*** EXTRACT TO READ

Kate Crawford and Trevor Paglen. Installation view of their exhibition “Training Humans,” at the Fondazione Prada in Milan, 2019–2020. Photo by Marco Cappelletti, courtesy Fondazione Prada.

2. Not All A.I.-Backed Studies Are Equally Rigorous. 

Research takes all shapes and sizes. On one end of the spectrum, you have peer-reviewed academic papers that stretch to reams of pages, thanks in part to the inclusion of detailed methodologies and full reproductions of the raw data collected. On the other, you have independent analyses spanning only a few pages, often conducted by a single researcher with no supervision, a minimally descriptive methodology, and little to none of the raw data included. A vast gulf separates the two poles.

This isn’t to say that conclusions made by small studies created with limited resources are uniformly wrong. But the less transparency is provided, and the less oversight is involved, the more questions you should have about the findings. This goes double for studies carried out by neural networks because machine learning itself is a black box; even the data scientists involved often struggle to pinpoint how, exactly, a neural network is evaluating the input data it’s fed.

******
*** EXCERPTED DATA

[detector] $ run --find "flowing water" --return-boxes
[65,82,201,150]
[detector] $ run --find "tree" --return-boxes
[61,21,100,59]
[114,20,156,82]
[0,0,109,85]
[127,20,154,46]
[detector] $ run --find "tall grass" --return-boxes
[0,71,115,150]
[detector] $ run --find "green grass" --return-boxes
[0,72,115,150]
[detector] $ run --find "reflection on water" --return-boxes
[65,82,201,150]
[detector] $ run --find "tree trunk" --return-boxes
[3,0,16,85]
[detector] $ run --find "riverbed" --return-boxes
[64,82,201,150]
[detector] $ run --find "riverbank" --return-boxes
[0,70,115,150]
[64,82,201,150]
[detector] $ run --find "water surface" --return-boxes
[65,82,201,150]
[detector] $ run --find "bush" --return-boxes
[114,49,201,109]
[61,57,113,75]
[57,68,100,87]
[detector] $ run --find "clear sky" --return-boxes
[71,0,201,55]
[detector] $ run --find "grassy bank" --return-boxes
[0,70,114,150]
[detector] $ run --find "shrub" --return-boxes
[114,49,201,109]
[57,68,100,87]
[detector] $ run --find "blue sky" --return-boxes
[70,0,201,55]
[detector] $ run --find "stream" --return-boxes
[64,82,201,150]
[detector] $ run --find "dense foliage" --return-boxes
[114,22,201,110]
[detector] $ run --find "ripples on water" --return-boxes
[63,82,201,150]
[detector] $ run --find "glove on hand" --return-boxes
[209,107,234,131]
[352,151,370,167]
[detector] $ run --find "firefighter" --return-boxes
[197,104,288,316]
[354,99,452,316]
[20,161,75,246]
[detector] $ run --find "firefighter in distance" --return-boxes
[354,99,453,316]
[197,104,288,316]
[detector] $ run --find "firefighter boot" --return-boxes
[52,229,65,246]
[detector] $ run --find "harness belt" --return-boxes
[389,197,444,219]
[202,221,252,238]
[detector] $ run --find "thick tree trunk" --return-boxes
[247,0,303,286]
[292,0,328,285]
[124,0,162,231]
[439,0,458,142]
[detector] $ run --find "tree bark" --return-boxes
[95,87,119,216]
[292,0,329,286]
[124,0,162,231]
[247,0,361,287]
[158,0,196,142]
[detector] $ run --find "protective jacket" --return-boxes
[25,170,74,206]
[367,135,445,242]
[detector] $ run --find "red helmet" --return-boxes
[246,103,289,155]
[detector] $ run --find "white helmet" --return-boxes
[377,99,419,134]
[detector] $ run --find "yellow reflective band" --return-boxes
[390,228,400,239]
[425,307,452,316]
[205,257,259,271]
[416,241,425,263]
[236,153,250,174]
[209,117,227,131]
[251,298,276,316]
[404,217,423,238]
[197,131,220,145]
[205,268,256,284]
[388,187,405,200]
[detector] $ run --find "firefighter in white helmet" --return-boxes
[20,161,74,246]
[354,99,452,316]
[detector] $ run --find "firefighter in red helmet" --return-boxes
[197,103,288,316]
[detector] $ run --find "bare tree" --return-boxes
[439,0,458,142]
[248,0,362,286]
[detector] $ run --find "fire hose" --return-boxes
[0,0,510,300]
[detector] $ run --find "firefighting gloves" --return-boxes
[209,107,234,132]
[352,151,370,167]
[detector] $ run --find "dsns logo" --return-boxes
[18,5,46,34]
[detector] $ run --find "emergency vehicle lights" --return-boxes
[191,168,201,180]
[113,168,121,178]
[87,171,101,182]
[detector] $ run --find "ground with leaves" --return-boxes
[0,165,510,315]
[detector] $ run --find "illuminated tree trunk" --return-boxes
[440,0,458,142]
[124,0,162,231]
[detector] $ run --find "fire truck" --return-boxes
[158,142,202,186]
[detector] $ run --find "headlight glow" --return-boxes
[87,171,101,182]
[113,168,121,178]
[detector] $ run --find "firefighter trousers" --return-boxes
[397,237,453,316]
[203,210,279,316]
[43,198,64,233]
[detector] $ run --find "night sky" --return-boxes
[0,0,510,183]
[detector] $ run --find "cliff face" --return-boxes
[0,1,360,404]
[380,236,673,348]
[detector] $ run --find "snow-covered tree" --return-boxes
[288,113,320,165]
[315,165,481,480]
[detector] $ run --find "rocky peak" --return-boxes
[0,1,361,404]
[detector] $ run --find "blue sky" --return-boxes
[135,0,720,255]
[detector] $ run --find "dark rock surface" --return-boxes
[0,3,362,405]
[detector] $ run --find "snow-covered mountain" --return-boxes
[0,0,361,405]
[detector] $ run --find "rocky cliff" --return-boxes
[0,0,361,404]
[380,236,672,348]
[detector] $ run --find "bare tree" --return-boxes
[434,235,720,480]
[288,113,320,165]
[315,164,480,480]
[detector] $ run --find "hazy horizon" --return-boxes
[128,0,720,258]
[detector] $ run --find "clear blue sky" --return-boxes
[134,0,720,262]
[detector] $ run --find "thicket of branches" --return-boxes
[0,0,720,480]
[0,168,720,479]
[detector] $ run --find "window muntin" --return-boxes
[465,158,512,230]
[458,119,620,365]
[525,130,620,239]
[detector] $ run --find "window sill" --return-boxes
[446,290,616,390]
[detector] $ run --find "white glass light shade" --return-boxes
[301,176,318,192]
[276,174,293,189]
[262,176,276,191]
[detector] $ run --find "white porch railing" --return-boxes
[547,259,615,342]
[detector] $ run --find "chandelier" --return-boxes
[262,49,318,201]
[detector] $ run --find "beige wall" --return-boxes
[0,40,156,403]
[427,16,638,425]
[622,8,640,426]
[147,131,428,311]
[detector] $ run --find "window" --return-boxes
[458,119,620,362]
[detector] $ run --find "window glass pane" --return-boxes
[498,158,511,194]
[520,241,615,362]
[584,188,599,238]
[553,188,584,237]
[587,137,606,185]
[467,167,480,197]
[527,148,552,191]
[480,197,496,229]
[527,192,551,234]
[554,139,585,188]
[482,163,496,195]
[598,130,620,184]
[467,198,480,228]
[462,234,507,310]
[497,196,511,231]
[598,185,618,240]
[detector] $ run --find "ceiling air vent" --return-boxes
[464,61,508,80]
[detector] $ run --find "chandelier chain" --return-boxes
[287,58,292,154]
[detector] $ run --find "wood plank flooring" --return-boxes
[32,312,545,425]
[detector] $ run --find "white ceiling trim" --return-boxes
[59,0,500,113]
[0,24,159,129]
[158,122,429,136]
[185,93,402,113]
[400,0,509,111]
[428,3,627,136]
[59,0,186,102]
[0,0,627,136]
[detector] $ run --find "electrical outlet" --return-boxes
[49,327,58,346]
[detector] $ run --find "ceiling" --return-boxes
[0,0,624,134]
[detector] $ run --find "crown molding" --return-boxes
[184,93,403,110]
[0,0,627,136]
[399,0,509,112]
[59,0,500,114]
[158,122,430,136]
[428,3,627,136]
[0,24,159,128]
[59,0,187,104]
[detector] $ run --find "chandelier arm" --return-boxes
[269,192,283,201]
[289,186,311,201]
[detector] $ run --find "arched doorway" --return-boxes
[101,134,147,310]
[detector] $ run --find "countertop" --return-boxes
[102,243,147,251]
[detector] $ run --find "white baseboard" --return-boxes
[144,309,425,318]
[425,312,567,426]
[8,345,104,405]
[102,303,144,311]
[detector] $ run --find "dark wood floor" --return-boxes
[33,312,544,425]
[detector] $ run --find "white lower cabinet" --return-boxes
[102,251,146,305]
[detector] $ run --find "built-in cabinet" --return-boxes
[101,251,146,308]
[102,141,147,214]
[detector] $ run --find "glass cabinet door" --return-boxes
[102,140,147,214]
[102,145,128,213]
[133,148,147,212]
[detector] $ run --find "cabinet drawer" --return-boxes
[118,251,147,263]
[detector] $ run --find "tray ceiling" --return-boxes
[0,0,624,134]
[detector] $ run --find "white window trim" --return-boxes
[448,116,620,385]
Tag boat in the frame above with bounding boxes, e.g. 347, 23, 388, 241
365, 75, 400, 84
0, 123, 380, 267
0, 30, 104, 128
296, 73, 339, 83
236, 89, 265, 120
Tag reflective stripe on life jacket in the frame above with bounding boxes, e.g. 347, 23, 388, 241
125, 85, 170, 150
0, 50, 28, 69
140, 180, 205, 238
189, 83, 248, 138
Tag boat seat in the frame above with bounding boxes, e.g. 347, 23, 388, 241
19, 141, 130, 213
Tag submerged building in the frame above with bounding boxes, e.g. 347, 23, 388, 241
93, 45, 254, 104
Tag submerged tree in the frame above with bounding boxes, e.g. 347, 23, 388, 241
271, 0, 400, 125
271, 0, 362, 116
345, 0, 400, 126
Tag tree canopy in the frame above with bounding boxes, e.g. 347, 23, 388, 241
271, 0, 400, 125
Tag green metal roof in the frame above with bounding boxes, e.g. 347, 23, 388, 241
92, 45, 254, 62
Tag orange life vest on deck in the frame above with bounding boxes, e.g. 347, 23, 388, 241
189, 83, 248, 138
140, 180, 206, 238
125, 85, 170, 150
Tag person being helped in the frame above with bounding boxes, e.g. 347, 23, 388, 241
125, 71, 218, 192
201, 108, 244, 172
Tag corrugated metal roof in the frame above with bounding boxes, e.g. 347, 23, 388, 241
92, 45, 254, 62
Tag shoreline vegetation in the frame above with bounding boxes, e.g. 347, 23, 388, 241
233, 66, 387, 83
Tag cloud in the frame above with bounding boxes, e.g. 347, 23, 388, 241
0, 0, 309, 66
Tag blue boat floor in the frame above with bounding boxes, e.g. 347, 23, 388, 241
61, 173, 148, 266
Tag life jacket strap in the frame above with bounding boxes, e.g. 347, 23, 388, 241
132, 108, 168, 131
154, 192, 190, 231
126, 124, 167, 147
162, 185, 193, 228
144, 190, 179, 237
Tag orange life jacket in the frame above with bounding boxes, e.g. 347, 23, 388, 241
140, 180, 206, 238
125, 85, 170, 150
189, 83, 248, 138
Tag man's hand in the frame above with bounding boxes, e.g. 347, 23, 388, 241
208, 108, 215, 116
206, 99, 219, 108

******

### DIRECTIONS
**a)** Please transcribe the text on the rigor of A.I.-backed studies in full, keeping every word and line unchanged.
**b)** Pull out each line of the records that contains the string "snow". Case counts.

### THE REPLIES
**a)**
Kate Crawford and Trevor Paglen. Installation view of their exhibition “Training Humans,” at the Fondazione Prada in Milan, 2019–2020. Photo by Marco Cappelletti, courtesy Fondazione Prada.

2. Not All A.I.-Backed Studies Are Equally Rigorous. 

Research takes all shapes and sizes. On one end of the spectrum, you have peer-reviewed academic papers that stretch to reams of pages, thanks in part to the inclusion of detailed methodologies and full reproductions of the raw data collected. On the other, you have independent analyses spanning only a few pages, often conducted by a single researcher with no supervision, a minimally descriptive methodology, and little to none of the raw data included. A vast gulf separates the two poles.

This isn’t to say that conclusions made by small studies created with limited resources are uniformly wrong. But the less transparency is provided, and the less oversight is involved, the more questions you should have about the findings. This goes double for studies carried out by neural networks because machine learning itself is a black box; even the data scientists involved often struggle to pinpoint how, exactly, a neural network is evaluating the input data it’s fed.

**b)**
[detector] $ run --find "snow-covered tree" --return-boxes
[detector] $ run --find "snow-covered mountain" --return-boxes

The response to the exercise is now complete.